======== Exercise material

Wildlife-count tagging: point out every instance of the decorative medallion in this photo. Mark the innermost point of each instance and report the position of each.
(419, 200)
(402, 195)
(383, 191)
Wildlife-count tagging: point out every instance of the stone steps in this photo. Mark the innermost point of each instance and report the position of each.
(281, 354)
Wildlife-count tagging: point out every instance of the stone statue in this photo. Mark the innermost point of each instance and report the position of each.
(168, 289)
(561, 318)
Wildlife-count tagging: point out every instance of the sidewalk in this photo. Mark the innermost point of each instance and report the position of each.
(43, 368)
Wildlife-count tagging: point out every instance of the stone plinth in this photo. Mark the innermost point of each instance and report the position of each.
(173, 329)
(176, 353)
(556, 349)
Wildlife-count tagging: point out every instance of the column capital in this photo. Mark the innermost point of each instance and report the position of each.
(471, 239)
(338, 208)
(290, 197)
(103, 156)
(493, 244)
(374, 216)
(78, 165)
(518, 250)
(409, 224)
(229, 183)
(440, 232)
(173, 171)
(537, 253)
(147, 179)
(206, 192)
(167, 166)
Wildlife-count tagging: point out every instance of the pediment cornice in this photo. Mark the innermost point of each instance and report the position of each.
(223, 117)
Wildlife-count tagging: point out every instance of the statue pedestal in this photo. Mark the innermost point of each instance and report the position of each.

================

**Exercise goal**
Retype all of the lines above word for word, with nothing changed.

**Response to the task**
Wildlife-count tagging: point out every instance of the decorative medallion in this photo. Mark the innermost point of each instance and report the position of each.
(419, 200)
(402, 195)
(383, 191)
Wildlife-count tagging: point out every instance of the stone steps in this photo. Mark the innermost point of each instance and report the position of each.
(281, 354)
Wildlife-count tagging: point out every instance of the stone statue in this photo. Mark the innermost point of each instance and report the position of each.
(168, 289)
(561, 318)
Wildlife-count tagging: point out every instance of the sidewalk in this photo. Mark the innermost point of each instance and report the position of each.
(43, 368)
Wildlife-count tagging: point out every instance of the stone plinth in this photo. Mark the innermost point of each instance and report the position of each.
(173, 329)
(176, 353)
(556, 349)
Wildlife-count tagging: point out every instance of the column capital in this photo. Mark the innermost point of each instance and report the position of each.
(471, 239)
(338, 208)
(290, 197)
(103, 156)
(493, 244)
(374, 216)
(78, 165)
(518, 250)
(409, 224)
(229, 183)
(440, 232)
(173, 171)
(537, 253)
(147, 179)
(206, 192)
(167, 166)
Wildlife-count tagging: point out every instance of the pediment cornice in this photo. Mark the innermost point of each instance and report the position of each.
(223, 117)
Wildlife-count tagging: point out every instance of the statue pedestal in this photo. Mark the innermost point of each instance and report the position of each.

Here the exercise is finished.